__The request__. Update the entries below by replacing "outline" with "polygon" throughout, leaving every other part of the text unchanged.

=== Given data ===

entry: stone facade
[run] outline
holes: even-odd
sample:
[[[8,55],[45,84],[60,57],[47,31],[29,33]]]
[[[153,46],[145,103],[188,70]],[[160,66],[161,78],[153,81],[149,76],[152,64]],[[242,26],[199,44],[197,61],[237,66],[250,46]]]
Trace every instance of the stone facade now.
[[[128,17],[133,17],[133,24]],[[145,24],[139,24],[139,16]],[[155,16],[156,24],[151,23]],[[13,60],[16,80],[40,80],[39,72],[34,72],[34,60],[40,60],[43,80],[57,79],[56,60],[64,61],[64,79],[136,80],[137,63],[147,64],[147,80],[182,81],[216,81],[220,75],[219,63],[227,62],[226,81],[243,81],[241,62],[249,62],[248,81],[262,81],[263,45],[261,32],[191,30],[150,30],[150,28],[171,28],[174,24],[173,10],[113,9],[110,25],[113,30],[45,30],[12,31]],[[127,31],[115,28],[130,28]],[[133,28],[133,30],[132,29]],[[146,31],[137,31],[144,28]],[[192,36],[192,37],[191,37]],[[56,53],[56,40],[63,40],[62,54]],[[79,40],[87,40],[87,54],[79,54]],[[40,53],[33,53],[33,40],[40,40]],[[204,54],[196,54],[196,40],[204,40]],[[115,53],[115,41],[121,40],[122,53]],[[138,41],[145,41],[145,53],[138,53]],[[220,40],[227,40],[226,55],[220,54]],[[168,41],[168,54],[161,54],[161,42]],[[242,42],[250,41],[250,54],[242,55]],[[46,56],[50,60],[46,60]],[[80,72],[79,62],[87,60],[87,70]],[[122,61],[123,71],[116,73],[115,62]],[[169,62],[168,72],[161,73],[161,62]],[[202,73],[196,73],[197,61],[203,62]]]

===

__Problem solution__.
entry: stone facade
[run] polygon
holes: even-odd
sample:
[[[8,55],[45,84],[60,57],[47,31],[29,33]]]
[[[153,46],[145,103],[188,70]],[[160,66],[161,78],[153,81],[149,76],[152,64]],[[242,26],[199,44],[197,61],[237,66],[250,46]]]
Trace every instance of the stone facade now.
[[[128,17],[133,17],[133,24]],[[145,24],[139,24],[139,16]],[[155,16],[156,24],[151,23]],[[13,60],[16,80],[40,80],[39,72],[34,72],[34,60],[40,60],[43,80],[57,79],[56,60],[64,61],[64,79],[136,80],[137,63],[147,64],[147,80],[182,81],[216,81],[220,75],[219,63],[227,62],[226,81],[243,81],[241,62],[249,62],[248,81],[262,81],[263,45],[261,32],[191,30],[150,30],[150,28],[171,28],[174,24],[173,10],[113,9],[110,25],[113,30],[45,30],[12,31]],[[127,31],[115,28],[130,28]],[[133,28],[133,30],[132,29]],[[146,31],[137,31],[144,28]],[[192,36],[192,37],[191,37]],[[56,53],[56,40],[63,40],[62,54]],[[79,40],[87,40],[87,54],[79,54]],[[40,53],[33,53],[33,40],[40,40]],[[204,54],[196,54],[196,40],[204,40]],[[115,53],[115,41],[121,40],[122,53]],[[138,41],[145,41],[145,53],[138,53]],[[220,40],[227,40],[226,55],[220,54]],[[168,41],[168,54],[161,54],[161,42]],[[242,42],[250,41],[250,54],[242,55]],[[46,56],[50,60],[46,60]],[[80,72],[79,62],[87,60],[87,70]],[[122,61],[123,71],[116,73],[115,62]],[[169,62],[168,72],[161,73],[161,62]],[[202,73],[196,73],[197,61],[203,62]]]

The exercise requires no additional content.